** Opening RECORDS FOR THE TASK block **
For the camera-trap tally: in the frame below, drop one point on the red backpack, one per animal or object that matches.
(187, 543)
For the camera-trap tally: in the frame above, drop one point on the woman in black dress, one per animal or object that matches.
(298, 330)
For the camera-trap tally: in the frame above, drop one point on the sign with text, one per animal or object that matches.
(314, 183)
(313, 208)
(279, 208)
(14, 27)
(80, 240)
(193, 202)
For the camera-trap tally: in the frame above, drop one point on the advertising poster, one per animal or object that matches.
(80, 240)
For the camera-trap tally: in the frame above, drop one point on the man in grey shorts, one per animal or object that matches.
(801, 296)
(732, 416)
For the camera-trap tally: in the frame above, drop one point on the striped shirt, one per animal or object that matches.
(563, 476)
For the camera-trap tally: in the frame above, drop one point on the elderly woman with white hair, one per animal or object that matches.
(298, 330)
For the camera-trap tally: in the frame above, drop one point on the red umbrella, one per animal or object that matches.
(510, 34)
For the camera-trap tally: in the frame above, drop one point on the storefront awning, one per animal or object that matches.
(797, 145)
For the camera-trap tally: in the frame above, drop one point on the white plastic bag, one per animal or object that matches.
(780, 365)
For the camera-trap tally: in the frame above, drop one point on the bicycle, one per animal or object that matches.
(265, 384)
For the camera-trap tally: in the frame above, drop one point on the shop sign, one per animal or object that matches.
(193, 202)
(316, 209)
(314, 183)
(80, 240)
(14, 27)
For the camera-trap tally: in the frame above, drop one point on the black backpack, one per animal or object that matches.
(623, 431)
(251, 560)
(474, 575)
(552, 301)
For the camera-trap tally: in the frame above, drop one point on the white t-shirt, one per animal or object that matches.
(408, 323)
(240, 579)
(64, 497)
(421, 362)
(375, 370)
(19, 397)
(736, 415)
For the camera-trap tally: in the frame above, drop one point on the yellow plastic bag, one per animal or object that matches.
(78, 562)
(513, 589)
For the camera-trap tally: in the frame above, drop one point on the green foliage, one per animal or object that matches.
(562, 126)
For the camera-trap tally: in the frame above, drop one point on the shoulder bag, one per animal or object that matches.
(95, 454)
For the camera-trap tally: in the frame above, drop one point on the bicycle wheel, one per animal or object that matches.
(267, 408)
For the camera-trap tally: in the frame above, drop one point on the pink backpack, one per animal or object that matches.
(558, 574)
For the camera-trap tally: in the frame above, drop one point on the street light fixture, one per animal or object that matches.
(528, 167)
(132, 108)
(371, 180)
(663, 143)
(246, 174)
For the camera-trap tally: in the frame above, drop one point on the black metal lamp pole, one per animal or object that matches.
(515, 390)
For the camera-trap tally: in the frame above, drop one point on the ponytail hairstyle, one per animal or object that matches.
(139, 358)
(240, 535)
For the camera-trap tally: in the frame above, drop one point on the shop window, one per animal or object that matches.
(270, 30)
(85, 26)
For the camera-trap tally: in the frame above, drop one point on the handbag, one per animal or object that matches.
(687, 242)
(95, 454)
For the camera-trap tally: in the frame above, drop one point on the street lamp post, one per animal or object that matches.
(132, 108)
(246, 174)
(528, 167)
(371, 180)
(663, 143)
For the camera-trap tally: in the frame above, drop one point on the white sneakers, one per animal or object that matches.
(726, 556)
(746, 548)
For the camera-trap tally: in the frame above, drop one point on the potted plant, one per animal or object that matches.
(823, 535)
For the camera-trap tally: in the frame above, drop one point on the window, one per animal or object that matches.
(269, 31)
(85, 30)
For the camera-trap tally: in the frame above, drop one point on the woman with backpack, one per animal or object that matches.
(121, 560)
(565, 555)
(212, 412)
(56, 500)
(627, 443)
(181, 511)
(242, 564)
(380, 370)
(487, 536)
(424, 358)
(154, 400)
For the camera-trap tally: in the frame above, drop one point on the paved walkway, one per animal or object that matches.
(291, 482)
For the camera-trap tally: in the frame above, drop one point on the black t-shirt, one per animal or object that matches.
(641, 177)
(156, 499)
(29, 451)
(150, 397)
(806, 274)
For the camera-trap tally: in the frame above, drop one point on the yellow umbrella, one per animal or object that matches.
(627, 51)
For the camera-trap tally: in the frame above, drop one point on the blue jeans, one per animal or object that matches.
** Closing RECORDS FOR THE TASK block **
INSTRUCTIONS TO FOLLOW —
Print each line of the data exactly as it was written.

SOLUTION TO THIS TASK —
For the camera-trap tally: in the frame below, drop one point on the red backpack, one per animal or object that matches.
(187, 543)
For the camera-trap tally: in the frame above, drop one point on the woman in black dress, one per animal or object that matches.
(298, 330)
For the camera-trap tally: in the frame above, drop one point on the sign with text, one per animal or object that matches.
(314, 183)
(313, 208)
(279, 208)
(14, 27)
(80, 240)
(193, 202)
For the camera-trap tally: in the frame above, drop one point on the advertising poster, one per animal or object that matches.
(80, 240)
For the camera-trap tally: in the frame above, drop one point on the man in grey shorts, one per animal or object that matches.
(801, 296)
(732, 416)
For the camera-trap tally: in the frame above, drop one point on the striped shirt, one per animal or object that matches.
(563, 476)
For the camera-trap tally: in the frame above, drop one point on the elderly woman with white hair, one per animal or object that matches.
(298, 330)
For the camera-trap tally: in the frame above, drop one point on the red umbrella, one per animal or object that matches.
(510, 34)
For the camera-trap tally: in the frame above, drop one point on the storefront awning, one per animal or object that matches.
(797, 145)
For the camera-trap tally: in the frame above, drop one point on the white plastic bag, one per animal or object that matches.
(780, 365)
For the camera-trap tally: in the frame above, drop one point on the bicycle, one per animal or object that matches.
(265, 384)
For the camera-trap tally: in the frame above, drop one point on the shop sign, one per animal or object that matches.
(193, 202)
(316, 209)
(314, 183)
(80, 240)
(14, 27)
For the camera-trap tally: in the frame above, drop one point on the black backpack, one per animal or object that matches.
(623, 431)
(251, 560)
(474, 575)
(552, 301)
For the camera-trap tally: in the frame above, drop one point on the white t-shirt, one per animal or object that matches.
(408, 323)
(240, 579)
(64, 497)
(421, 362)
(375, 370)
(19, 397)
(736, 415)
For the camera-trap tally: in the frame above, drop one point on the yellow plastic bag, one per animal or object that matches.
(78, 562)
(513, 589)
For the camera-trap tally: in the frame above, drop one point on the green foliage, one per animal or object that matches.
(562, 126)
For the camera-trap tally: in the frame above, drop one point on the shoulder bag, one per animal or object that matches.
(95, 454)
For the camera-trap tally: in the frame above, drop one point on the bicycle wheel, one per animal or object that matches.
(267, 408)
For the camera-trap tally: in the frame above, drop one point on the pink backpack, one per animal or object that matches.
(558, 574)
For the camera-trap tally: in the frame above, drop one point on the street light fixture, one per animal or object that matches.
(528, 167)
(132, 108)
(371, 180)
(663, 143)
(246, 174)
For the camera-trap tally: in the frame above, drop one point on the black metal lamp pole, one per animal or object that matches.
(515, 390)
For the camera-trap tally: in the frame above, drop one point on the ponytail hairstyle, one per animal or object that matches.
(139, 358)
(240, 535)
For the camera-trap tally: in the frame above, drop one point on the shop window, one per animal or object that matches.
(270, 30)
(85, 26)
For the camera-trap tally: in the frame above, drop one point on the handbag, one per animal or object that matches.
(687, 242)
(95, 454)
For the camera-trap tally: in the frame above, drop one point on the street lamp post, one per animal or object that matches.
(132, 108)
(246, 174)
(528, 167)
(371, 180)
(663, 143)
For the camera-trap tally: in the frame above, drop one point on the white sneakers, one per animal or object that matches.
(726, 556)
(746, 548)
For the camera-trap tally: in the frame above, drop one point on the potted plant, one per animal or object that matches.
(823, 535)
For the camera-trap tally: in the frame above, drop one point on the window, one per animal or object that matches.
(269, 31)
(85, 30)
For the camera-trap tally: in the frame above, drop one point on the woman with backpack, one per animal or object that matches.
(121, 560)
(565, 555)
(212, 412)
(56, 500)
(627, 443)
(181, 511)
(242, 564)
(380, 370)
(487, 536)
(424, 358)
(154, 400)
For the camera-trap tally: in the frame above, drop one point on the paved walkway, one per animal or object that matches.
(291, 482)
For the camera-trap tally: in the frame above, drop one point on the black t-shirt, one per animal or object that matches.
(641, 177)
(156, 499)
(29, 451)
(150, 397)
(806, 274)
For the camera-trap tally: in the frame above, drop one point on the yellow umbrella, one per animal or object that matches.
(627, 51)
For the camera-trap tally: in the frame above, drop one point on the blue jeans, one per animal or object that matches.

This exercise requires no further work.